• TASK STATEMENT:
Convert the stretch of items from the beginning through the line containing "[[[35,71],[35,68],[33,68],[33,71]]]" into a two-column CSV with the headers instruction and response. Give one row per item, placing its text and its answer each in a single quoted field with line breaks replaced by spaces.

━━━ DATA

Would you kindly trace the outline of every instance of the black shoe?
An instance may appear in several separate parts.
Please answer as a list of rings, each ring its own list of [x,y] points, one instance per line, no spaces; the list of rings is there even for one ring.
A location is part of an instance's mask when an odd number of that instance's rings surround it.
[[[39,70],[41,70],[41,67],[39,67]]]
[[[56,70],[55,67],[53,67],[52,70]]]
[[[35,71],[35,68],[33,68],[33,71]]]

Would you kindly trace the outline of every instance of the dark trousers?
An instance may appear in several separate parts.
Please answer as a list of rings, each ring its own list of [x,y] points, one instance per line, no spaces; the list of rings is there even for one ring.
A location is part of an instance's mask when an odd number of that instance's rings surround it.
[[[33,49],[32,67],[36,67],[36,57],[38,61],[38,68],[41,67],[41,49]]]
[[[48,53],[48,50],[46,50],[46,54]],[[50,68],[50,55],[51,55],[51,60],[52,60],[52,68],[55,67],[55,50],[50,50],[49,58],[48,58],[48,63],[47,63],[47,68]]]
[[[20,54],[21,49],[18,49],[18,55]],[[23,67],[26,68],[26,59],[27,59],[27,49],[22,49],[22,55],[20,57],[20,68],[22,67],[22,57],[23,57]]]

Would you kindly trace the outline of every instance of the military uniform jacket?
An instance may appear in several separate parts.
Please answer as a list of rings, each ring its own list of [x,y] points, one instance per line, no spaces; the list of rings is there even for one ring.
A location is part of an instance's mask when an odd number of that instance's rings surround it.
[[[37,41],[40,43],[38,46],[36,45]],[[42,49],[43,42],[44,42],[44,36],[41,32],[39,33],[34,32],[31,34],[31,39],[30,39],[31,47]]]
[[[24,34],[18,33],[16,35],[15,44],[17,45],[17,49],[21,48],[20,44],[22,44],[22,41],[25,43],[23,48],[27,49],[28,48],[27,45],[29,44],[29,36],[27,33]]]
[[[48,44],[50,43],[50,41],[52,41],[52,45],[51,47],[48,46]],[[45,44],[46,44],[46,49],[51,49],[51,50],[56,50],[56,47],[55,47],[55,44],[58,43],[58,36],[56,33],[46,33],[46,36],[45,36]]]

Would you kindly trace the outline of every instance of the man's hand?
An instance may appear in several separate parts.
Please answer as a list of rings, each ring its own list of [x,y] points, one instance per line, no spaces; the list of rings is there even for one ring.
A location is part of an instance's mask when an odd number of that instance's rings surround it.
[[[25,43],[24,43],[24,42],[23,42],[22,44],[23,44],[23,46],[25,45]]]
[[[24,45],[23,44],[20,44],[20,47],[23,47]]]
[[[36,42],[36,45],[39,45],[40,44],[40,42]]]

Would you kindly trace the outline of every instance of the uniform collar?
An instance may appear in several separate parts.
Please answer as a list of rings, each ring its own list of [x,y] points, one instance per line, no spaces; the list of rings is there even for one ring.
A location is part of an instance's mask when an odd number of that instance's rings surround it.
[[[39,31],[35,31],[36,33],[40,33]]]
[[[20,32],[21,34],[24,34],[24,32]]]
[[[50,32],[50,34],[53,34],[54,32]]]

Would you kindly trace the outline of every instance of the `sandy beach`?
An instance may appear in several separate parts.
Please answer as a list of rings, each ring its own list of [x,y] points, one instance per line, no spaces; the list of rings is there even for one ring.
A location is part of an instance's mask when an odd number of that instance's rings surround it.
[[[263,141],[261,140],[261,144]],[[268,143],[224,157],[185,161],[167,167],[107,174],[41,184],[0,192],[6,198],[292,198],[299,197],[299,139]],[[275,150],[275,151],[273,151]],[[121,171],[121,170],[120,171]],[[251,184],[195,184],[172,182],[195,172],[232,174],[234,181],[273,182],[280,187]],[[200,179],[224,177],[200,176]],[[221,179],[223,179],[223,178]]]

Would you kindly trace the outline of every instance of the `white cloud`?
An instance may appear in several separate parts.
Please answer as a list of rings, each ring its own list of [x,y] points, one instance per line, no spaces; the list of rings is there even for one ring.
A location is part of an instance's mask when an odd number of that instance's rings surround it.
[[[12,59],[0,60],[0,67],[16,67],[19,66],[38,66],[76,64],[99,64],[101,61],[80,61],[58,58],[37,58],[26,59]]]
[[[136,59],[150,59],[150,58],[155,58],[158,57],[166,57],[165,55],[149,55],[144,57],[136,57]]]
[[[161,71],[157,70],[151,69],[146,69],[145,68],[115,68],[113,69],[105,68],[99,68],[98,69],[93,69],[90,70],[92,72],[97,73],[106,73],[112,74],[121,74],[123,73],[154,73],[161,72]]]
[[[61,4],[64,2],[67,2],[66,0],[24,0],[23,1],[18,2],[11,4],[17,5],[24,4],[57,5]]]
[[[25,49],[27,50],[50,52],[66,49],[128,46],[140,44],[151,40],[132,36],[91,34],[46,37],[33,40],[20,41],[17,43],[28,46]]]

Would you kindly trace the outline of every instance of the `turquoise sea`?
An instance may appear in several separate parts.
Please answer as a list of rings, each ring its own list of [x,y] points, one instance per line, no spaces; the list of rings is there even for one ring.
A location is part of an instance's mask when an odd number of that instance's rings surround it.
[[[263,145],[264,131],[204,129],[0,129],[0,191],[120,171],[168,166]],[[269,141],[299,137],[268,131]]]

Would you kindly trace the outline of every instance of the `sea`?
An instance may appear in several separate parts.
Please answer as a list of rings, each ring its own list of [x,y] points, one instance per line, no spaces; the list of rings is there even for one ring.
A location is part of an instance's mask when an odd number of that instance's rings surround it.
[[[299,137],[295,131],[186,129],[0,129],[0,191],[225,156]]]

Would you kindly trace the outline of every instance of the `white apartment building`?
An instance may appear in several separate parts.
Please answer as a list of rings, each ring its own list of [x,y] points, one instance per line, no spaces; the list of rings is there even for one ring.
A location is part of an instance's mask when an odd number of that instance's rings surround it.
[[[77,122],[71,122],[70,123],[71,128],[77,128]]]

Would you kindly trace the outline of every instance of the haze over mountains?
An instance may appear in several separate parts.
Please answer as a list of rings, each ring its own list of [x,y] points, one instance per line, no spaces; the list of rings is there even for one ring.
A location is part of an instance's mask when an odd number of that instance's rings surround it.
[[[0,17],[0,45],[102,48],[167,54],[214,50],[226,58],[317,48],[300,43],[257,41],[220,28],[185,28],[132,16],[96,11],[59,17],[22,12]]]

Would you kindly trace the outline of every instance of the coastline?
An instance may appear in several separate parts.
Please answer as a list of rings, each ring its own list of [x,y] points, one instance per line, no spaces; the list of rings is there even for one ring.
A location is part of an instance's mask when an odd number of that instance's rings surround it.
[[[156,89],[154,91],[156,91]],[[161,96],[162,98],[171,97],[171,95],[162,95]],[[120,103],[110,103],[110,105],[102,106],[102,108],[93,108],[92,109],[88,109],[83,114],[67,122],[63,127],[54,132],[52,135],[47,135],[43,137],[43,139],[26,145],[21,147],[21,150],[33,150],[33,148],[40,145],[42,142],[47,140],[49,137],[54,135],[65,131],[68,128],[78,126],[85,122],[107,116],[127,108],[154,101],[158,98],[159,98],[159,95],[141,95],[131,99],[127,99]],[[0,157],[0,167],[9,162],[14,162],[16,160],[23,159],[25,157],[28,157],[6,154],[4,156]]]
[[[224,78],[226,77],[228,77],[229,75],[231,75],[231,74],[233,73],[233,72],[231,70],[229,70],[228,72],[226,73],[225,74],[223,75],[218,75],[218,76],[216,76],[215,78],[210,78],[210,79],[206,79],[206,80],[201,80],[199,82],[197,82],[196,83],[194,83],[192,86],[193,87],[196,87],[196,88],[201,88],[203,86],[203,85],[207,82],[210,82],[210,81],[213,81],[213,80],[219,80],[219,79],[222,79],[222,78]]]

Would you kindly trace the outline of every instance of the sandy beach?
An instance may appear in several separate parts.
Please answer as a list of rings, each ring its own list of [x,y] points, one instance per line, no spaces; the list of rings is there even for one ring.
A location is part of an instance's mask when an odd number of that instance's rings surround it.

━━━━━━

• WORKED ANSWER:
instruction,response
"Would you kindly trace the outline of every instance of the black shoe? An instance may appear in several separate parts. Please answer as a list of rings, each ring its own list of [x,y] points, one instance per line, no spaces; the list of rings is there even for one ring. A location is part of an instance's mask when an odd number of that instance's rings surround it.","[[[39,70],[41,70],[41,67],[39,67]]] [[[56,70],[55,67],[53,67],[52,70]]] [[[35,71],[35,68],[33,68],[33,71]]]"